Chemia w akwarium cz.1 |
|
Subject: Chemik o akwarium. B.Dlugie
Date: Thu, 30 Dec 1999 19:53:22 GMT
From: "Mariusz Pajak" <mwp@complex.com.pl>
Prosicie o wiecej informacji o wlasciwosciach wegla aktywnego. Bardzo chetnie. Wydaje mi sie jednak, ze to by bylo za duzo na jeden raz, albo byloby to zbyt plytkie. Dlatego najpierw napisze ogolnie o tym, co mysli chemik-akwarysta-amator. -I to jest wlasnie ten list. Nastepnym razem sprobuje napisac cos o rownowagach chemicznych, o zwiazkach kompleksowych, a potem dopiero o samym weglu. Zobaczymy, czy wystarczy cierpliwosci mnie - i wam. Jesli uznacie, ze pisze za duzo - zatrzymajcie mnie.

◆ ◆ ◆ ◆

## Zadania do wykonania
[1] Jakie tematy list o chemii w akwarium zapowiada na następny raz, zanim dojdzie do samego węgla?
[2] Powtórz z listu o chemii w akwarium wszystko od „Chemia w akwarium” aż po „- zatrzymajcie mnie.”.
[3] Streść list o chemii w akwarium w dwóch zdaniach.

Wiersze ze zbioru danych:
◆ ◆ ◆ ◆

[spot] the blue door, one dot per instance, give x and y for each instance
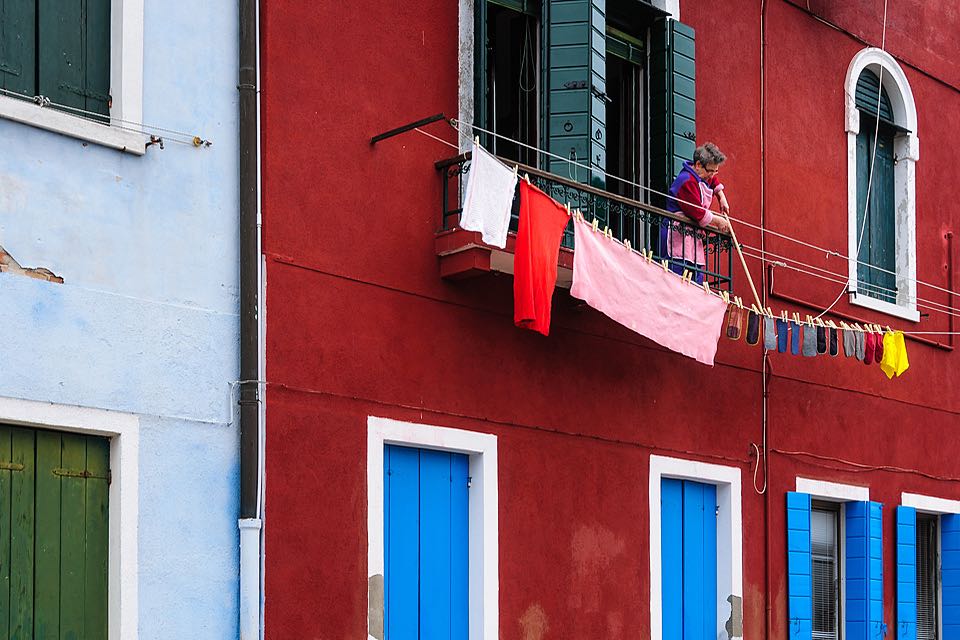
(425, 544)
(688, 543)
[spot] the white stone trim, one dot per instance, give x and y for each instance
(729, 534)
(123, 429)
(929, 504)
(907, 150)
(483, 544)
(833, 491)
(126, 88)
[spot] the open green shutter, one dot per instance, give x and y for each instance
(18, 71)
(74, 53)
(576, 88)
(673, 129)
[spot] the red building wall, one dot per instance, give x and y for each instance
(360, 324)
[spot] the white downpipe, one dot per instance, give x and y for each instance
(250, 578)
(251, 529)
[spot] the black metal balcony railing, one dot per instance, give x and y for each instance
(644, 225)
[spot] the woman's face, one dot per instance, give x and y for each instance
(706, 171)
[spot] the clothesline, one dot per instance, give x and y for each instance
(828, 252)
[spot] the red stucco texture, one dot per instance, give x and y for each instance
(360, 324)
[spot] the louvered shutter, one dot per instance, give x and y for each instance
(799, 581)
(576, 88)
(18, 55)
(950, 575)
(673, 129)
(74, 53)
(906, 573)
(864, 577)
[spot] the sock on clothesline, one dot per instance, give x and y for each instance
(849, 343)
(769, 334)
(782, 336)
(809, 340)
(753, 328)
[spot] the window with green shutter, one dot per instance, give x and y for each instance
(53, 534)
(876, 222)
(60, 50)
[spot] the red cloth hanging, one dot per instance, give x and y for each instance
(542, 221)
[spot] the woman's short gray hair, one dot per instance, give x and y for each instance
(708, 153)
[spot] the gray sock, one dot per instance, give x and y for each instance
(809, 340)
(769, 334)
(849, 343)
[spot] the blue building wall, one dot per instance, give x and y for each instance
(147, 319)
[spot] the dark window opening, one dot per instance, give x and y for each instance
(928, 591)
(513, 82)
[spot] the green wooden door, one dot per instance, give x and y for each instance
(576, 45)
(877, 257)
(673, 128)
(53, 534)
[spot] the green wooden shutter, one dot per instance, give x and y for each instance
(673, 129)
(878, 244)
(53, 534)
(576, 88)
(74, 53)
(18, 71)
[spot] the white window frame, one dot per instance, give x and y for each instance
(126, 88)
(483, 544)
(907, 150)
(825, 491)
(729, 535)
(123, 429)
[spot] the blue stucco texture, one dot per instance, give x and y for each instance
(146, 321)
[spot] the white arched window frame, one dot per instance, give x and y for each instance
(907, 152)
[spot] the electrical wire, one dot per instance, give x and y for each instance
(188, 139)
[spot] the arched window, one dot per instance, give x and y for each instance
(882, 148)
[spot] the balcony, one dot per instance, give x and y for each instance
(463, 254)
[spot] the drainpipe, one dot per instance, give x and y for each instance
(249, 386)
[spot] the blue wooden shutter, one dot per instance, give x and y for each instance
(864, 571)
(576, 82)
(673, 128)
(950, 575)
(799, 569)
(425, 544)
(906, 573)
(18, 46)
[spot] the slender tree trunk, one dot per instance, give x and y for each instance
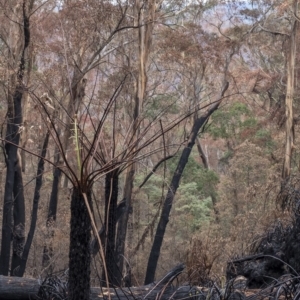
(77, 91)
(110, 219)
(79, 254)
(13, 136)
(289, 143)
(146, 13)
(52, 211)
(19, 220)
(36, 199)
(164, 218)
(205, 165)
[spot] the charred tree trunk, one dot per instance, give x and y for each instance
(111, 199)
(19, 220)
(12, 141)
(146, 15)
(164, 218)
(36, 199)
(79, 254)
(52, 211)
(205, 165)
(289, 144)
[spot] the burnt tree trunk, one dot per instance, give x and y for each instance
(52, 211)
(36, 199)
(110, 219)
(164, 218)
(19, 220)
(79, 253)
(14, 122)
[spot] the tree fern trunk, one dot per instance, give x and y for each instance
(79, 255)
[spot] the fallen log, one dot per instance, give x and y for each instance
(21, 288)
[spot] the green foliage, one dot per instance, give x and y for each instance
(263, 138)
(229, 124)
(191, 209)
(159, 104)
(153, 188)
(205, 180)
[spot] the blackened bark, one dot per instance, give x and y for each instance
(122, 226)
(205, 165)
(164, 218)
(52, 211)
(14, 121)
(79, 254)
(36, 199)
(111, 198)
(19, 221)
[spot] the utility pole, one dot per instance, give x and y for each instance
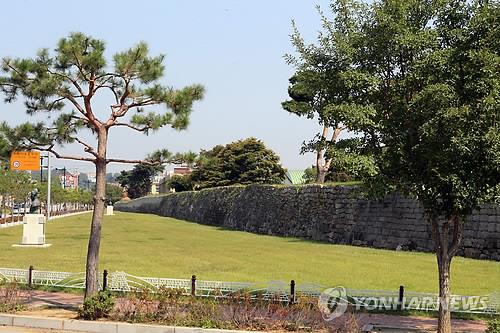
(48, 186)
(64, 175)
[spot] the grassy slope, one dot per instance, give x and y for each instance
(148, 245)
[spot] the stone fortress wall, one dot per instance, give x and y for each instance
(332, 214)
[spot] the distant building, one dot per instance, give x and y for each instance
(294, 177)
(162, 186)
(69, 180)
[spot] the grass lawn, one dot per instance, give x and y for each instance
(149, 245)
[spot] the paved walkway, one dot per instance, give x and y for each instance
(65, 300)
(13, 329)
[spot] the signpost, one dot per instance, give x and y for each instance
(33, 224)
(25, 160)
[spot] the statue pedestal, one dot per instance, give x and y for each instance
(33, 231)
(109, 210)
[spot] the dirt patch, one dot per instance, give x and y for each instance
(50, 313)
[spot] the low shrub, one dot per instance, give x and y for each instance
(239, 311)
(493, 326)
(97, 306)
(12, 297)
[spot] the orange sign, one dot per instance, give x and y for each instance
(25, 160)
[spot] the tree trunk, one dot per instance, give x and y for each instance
(320, 175)
(444, 318)
(92, 269)
(445, 251)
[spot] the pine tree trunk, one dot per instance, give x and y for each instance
(92, 269)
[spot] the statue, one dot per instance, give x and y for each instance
(35, 202)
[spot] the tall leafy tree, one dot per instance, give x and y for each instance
(63, 85)
(437, 64)
(327, 85)
(428, 77)
(242, 162)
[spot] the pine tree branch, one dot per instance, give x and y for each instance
(88, 148)
(118, 160)
(76, 104)
(60, 156)
(139, 129)
(69, 78)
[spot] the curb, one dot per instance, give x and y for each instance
(69, 214)
(97, 326)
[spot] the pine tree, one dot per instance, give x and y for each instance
(66, 82)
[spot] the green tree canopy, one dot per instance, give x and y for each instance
(242, 162)
(327, 86)
(138, 181)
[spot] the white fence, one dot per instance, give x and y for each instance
(280, 290)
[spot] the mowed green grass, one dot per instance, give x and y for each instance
(149, 245)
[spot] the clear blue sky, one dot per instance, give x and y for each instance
(234, 48)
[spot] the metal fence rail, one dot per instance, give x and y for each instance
(275, 290)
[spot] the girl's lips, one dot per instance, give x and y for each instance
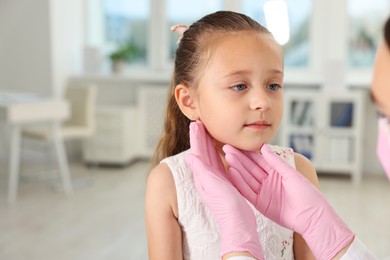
(258, 125)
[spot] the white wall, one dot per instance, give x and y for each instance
(40, 44)
(25, 46)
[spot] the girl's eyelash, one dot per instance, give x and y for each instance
(273, 86)
(239, 87)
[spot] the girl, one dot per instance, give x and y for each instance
(228, 74)
(228, 77)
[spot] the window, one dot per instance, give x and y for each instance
(297, 50)
(366, 20)
(126, 22)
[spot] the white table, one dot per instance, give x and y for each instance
(20, 109)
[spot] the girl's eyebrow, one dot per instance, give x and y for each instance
(246, 72)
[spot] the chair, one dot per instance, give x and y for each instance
(80, 125)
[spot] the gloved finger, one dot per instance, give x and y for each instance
(242, 186)
(245, 162)
(197, 140)
(271, 197)
(270, 161)
(204, 177)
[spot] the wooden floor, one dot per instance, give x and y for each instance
(104, 218)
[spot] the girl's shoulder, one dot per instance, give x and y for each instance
(160, 189)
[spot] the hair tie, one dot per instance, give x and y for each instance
(180, 29)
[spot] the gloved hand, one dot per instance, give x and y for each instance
(283, 195)
(235, 218)
(383, 144)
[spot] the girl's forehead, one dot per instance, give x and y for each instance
(244, 45)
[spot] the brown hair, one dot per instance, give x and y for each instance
(193, 51)
(386, 32)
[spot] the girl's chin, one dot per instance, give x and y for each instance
(251, 148)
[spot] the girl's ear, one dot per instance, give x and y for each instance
(185, 101)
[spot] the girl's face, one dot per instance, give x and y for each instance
(239, 97)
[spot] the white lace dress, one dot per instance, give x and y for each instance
(200, 231)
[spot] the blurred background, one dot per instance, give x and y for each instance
(82, 94)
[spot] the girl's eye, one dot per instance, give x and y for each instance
(273, 87)
(239, 87)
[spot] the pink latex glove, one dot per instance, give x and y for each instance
(383, 144)
(283, 195)
(235, 218)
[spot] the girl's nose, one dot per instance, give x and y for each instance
(259, 100)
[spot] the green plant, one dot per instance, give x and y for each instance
(124, 53)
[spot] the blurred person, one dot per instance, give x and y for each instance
(380, 93)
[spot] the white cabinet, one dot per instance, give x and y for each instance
(113, 142)
(326, 128)
(127, 133)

◆ ◆ ◆ ◆

## Odpowiedzi po kolei
[1] Równowagi chemiczne i związki kompleksowe.

[2]
Chemia w akwarium cz.1 |
|
Subject: Chemik o akwarium. B.Dlugie
Date: Thu, 30 Dec 1999 19:53:22 GMT
From: "Mariusz Pajak" <mwp@complex.com.pl>
Prosicie o wiecej informacji o wlasciwosciach wegla aktywnego. Bardzo chetnie. Wydaje mi sie jednak, ze to by bylo za duzo na jeden raz, albo byloby to zbyt plytkie. Dlatego najpierw napisze ogolnie o tym, co mysli chemik-akwarysta-amator. -I to jest wlasnie ten list. Nastepnym razem sprobuje napisac cos o rownowagach chemicznych, o zwiazkach kompleksowych, a potem dopiero o samym weglu. Zobaczymy, czy wystarczy cierpliwosci mnie - i wam. Jesli uznacie, ze pisze za duzo - zatrzymajcie mnie.

[3] Na prośbę o więcej informacji o właściwościach węgla aktywnego list odpowiada, że byłoby to za dużo na jeden raz albo zbyt płytkie, dlatego najpierw mówi ogólnie o tym, co myśli chemik-akwarysta-amator. Zapowiada kolejne teksty o równowagach chemicznych i związkach kompleksowych, a dopiero potem o samym węglu, i prosi czytelników o zatrzymanie, jeśli uznają, że pisze za dużo.